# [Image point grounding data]
..............................
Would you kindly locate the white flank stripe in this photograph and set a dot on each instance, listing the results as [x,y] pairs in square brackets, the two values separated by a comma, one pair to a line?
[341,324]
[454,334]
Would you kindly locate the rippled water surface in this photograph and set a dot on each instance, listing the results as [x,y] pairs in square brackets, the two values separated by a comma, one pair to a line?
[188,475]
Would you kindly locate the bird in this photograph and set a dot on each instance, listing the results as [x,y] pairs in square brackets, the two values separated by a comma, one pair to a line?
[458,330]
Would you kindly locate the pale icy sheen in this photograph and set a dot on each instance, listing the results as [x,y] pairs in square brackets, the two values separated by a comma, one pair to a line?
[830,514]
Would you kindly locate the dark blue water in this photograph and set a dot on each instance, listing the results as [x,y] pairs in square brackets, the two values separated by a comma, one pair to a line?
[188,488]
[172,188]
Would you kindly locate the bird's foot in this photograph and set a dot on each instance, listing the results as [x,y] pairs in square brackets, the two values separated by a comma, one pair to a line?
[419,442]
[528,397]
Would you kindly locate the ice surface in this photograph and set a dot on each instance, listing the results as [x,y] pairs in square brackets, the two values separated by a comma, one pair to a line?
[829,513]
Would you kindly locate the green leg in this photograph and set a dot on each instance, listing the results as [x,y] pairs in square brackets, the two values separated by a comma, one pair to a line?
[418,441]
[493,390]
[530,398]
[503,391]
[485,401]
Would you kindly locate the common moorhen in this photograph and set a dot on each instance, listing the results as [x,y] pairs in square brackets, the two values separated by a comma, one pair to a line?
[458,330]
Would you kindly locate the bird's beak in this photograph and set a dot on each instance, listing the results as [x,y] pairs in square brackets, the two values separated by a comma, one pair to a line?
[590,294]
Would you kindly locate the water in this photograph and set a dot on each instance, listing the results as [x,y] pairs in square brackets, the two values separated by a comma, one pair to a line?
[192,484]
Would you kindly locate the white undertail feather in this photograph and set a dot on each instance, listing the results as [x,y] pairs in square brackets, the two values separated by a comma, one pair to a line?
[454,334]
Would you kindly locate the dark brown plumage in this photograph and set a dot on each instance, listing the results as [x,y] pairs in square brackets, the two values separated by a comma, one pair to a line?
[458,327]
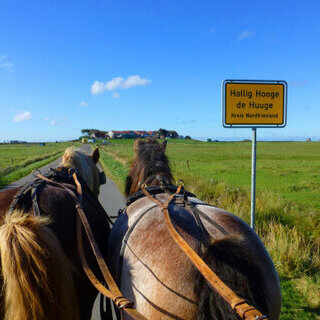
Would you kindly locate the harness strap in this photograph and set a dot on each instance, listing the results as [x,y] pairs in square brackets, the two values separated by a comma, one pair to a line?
[200,213]
[113,292]
[239,305]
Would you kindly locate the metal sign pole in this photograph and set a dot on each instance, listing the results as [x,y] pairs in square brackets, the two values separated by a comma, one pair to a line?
[253,177]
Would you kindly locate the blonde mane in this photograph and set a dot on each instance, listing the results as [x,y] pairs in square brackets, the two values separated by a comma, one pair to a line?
[84,166]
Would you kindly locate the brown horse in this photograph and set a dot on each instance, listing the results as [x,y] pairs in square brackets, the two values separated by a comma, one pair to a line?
[154,272]
[42,276]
..............................
# [What the task asks]
Only the lines from the one with "Would you kindly locate the harness" through the last line of the records belong in the answer, each copied exactly.

# [Output for this task]
Would you kindly locate the harness strap in this photograph and set a dot on each instance, listing the results as [x,y] pairs in square brackets, the two values separated by a comma, one pair to a line?
[200,213]
[113,292]
[239,305]
Would you kindly locate the metal sign pole in this photograph and set a dot on each instance, listing the results as [x,y] pairs in square brackets, the two values separated by a comma, one pair to a line?
[253,177]
Would you kindly locate the blonde mane in this photograph and set a dot on each instance, listing the results as [x,y] pairs in square brackets, the two values separated by a comma, one pair to a line?
[84,166]
Would you kindly locate the brown horse in this photograph and set a dot on each instance, listing the results as [x,y] pairs in square brackets, the two values separated by a comma, one pair to a line?
[154,272]
[42,276]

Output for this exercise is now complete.